Text passage =
● ● ●
Gordon: However, Luca has been in the bottom 4 times, compared to Natasha's 2. And she did win the last competition.
Chico: But is she consistent? Past seasons have shown that the most consistent player is the one to take it home. Luca has been boom boom boom over the last few rounds.
Gordon: He has the edge , but I don't consider this a gimme.
Chico: This is going to be a fight to the end.
Gordon: It is. Any other fights brewing?
Chico: a couple actually. First is a fight between geeks who love to okay dressup. Gordon, explain to the nice people what cosplay is.
Gordon: it's Jason Block's favorite hobby...I mean when people dress up to look like their favorite characters, usually in animation, comics or video games.
Chico: I believe we have a few examples here...



Gordon: ...I'm so glad I don't have my Master Pic from 4th grade on the net.
Chico: Get a scanner.
Gordon: ....no. So tell us how this new game works.
Chico: Its not just a dress, though, its an attitude. That attitude forms the basis on Syfy's new series, Heroes of Cosplay. Its a cross bbetween a geeky Project Runway and "DJ Games" if you remember that far back.
Gordon: I do. Which makes a pretty bizarre combo.
Chico: Well, 9 cosplayers travel from convention to convention entering cosplay contests in the hopes of winning cash money and ascending to cosplay supremacy. The good... there is a lot of creativity and a lot of thought on the player side of things, perhaps because they're semi professional and, in the case of Chloe Dykstra, a modeltress. (Not taking her geek cred away, just pointing out fact)
Gordon: The people obviously know what they are doing. And give this credit for being original. But that also leads right into the bad.
Chico: If I may start.
Gordon: Please do.
● ● ●
Parts of the exercise =
[a] Answer these questions using the cosplay conversation:
(i) How many times has Luca been in the bottom?
(ii) Which channel is airing Heroes of Cosplay?
(iii) How many cosplayers travel from convention to convention on the show?
[b] Using the cosplay conversation, decide whether each statement agrees with it:
(i) Natasha won the last competition.
(ii) Gordon thinks the result is a gimme.
(iii) Chico tells Gordon to get a scanner.

Items from a data source =
● ● ●
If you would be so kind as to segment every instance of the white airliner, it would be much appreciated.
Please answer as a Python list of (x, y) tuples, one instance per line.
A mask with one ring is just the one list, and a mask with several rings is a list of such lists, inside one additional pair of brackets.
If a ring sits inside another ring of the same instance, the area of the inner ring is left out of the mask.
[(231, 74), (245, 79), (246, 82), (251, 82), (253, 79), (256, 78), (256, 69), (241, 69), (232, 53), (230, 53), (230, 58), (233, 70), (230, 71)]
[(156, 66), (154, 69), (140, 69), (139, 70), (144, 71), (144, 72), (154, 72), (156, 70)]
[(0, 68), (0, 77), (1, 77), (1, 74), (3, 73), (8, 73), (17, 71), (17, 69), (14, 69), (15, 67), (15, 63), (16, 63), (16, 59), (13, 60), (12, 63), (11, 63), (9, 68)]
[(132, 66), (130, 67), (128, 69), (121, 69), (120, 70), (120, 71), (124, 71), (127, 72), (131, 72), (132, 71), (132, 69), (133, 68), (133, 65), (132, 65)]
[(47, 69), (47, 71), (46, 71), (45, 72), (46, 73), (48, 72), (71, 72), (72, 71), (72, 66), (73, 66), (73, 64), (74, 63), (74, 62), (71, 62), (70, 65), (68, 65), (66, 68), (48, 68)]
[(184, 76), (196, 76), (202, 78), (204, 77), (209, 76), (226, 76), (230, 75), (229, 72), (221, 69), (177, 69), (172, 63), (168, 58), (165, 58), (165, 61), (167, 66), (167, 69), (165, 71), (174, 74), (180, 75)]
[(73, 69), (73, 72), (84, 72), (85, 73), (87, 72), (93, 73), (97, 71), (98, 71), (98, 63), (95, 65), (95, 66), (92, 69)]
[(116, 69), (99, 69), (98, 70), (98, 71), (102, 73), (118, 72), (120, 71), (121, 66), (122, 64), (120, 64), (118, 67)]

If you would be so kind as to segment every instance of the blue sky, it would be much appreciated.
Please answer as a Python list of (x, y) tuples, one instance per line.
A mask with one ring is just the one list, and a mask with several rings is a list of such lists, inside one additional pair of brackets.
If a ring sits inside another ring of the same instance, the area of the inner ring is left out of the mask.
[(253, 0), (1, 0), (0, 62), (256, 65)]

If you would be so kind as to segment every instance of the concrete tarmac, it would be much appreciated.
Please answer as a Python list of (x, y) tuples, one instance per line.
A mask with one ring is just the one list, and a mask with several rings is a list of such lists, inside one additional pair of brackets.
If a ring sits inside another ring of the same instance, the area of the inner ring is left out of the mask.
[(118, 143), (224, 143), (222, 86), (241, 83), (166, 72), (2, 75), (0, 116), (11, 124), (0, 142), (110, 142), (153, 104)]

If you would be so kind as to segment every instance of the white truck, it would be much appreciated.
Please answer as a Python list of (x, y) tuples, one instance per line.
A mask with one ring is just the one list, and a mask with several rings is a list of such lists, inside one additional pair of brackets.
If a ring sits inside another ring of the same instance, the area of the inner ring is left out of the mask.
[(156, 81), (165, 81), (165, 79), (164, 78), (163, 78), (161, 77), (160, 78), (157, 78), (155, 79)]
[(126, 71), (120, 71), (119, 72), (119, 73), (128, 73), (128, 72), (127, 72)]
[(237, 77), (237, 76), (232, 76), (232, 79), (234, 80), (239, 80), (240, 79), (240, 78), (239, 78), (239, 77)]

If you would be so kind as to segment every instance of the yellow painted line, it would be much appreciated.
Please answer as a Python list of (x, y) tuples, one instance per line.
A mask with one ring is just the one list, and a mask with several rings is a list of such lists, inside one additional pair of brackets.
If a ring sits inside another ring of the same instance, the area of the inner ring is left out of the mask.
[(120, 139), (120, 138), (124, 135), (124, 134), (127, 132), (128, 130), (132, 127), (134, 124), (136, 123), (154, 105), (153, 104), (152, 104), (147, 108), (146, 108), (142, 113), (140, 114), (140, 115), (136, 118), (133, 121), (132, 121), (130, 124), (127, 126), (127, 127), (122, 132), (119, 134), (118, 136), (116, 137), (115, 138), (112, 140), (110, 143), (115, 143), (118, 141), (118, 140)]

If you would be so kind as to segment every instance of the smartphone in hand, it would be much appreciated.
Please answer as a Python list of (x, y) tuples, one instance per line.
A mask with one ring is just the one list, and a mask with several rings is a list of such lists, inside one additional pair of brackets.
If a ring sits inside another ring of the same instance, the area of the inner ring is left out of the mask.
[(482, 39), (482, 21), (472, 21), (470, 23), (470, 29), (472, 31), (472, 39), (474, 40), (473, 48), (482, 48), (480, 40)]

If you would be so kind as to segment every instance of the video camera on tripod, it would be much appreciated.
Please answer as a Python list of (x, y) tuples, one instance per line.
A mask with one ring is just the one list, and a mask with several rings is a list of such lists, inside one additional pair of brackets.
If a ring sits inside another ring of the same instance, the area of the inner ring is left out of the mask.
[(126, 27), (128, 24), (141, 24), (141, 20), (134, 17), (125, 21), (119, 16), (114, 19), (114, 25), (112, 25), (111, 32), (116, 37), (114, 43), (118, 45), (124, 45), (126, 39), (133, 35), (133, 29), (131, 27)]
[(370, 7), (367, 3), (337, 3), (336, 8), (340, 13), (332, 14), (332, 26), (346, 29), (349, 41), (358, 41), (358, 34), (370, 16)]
● ● ●
Outputs by task =
[a]
(i) 4 times
(ii) Syfy
(iii) 9

[b]
(i) Yes: "And she did win the last competition."
(ii) No: "I don't consider this a gimme."
(iii) Yes: "Get a scanner."